Onterechte vreugde

Regering gaat zich met uitvoering Wet Voorzieningen Gehandicapten bemoeien.

Door Rinze Visser

Minister Vermeend van Sociale Zaken is bezig met het maken van een zogenaamd protocol waarin moet worden vastgelegd hoe gemeenten naar de mening van het ministerie moeten omgaan met de Wet Voorzieningen Gehandicapten (WVG).

Gehandicaptenorganisaties zeggen een dergelijk protocol een gunstige ontwikkeling te vinden, vooral omdat het verschillen die er zijn tussen gemeenten als het gaat om uitvoering van deze wet zal opheffen. Het zou de rechtszekerheid bevorderen en rechtsongelijkheid tegengaan. Zo is de teneur van de reactie van de organisaties op de poging van stroomlijning van de regering van de door haar zelf gedecentraliseerde wet.

Wat is hier eigenlijk aan de hand?

============================================================

- _Opdrachten_:
**1)** Welke gevolgen van het protocol noemen de gehandicaptenorganisaties in het tekstfragment? Geef ze allemaal.
**2)** Vertaal deze zin uit het tekstfragment in het Engels: "Het zou de rechtszekerheid bevorderen en rechtsongelijkheid tegengaan."
**3)** Neem het deel van het tekstfragment letterlijk over, te beginnen bij "Regering gaat zich" en doorlopend tot en met "zelf gedecentraliseerde wet.".
Baseer je uitsluitend op het tekstfragment.

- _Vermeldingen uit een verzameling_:

============================================================

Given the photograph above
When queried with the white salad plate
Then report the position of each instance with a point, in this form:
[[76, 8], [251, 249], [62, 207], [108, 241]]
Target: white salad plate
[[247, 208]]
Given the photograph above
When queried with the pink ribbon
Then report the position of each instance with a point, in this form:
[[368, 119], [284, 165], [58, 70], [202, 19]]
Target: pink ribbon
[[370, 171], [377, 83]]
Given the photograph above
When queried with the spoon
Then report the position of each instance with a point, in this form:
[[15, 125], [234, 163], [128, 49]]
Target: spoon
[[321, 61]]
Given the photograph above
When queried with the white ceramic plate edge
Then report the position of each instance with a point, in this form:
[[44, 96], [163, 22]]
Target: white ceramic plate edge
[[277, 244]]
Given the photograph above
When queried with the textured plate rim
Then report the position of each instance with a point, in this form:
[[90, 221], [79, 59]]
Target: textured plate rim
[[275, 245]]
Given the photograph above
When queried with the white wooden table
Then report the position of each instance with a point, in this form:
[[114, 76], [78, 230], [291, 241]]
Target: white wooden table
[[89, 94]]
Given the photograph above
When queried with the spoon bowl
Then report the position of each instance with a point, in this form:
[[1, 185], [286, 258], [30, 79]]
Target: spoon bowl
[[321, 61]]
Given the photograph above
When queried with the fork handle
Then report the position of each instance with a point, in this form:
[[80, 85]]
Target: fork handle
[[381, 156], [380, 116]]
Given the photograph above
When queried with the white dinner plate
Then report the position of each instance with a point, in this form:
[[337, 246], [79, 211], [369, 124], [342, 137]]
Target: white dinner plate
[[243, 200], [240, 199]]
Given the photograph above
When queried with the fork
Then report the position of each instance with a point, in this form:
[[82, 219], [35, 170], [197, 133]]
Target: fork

============================================================

- _Jouw antwoorden_:
**1)**
- Het heft de verschillen tussen gemeenten in de uitvoering van de wet op.
- Het bevordert de rechtszekerheid.
- Het gaat rechtsongelijkheid tegen.

**2)** It would promote legal certainty and counter legal inequality.

**3)**
Regering gaat zich met uitvoering Wet Voorzieningen Gehandicapten bemoeien.

Door Rinze Visser

Minister Vermeend van Sociale Zaken is bezig met het maken van een zogenaamd protocol waarin moet worden vastgelegd hoe gemeenten naar de mening van het ministerie moeten omgaan met de Wet Voorzieningen Gehandicapten (WVG).

Gehandicaptenorganisaties zeggen een dergelijk protocol een gunstige ontwikkeling te vinden, vooral omdat het verschillen die er zijn tussen gemeenten als het gaat om uitvoering van deze wet zal opheffen. Het zou de rechtszekerheid bevorderen en rechtsongelijkheid tegengaan. Zo is de teneur van de reactie van de organisaties op de poging van stroomlijning van de regering van de door haar zelf gedecentraliseerde wet.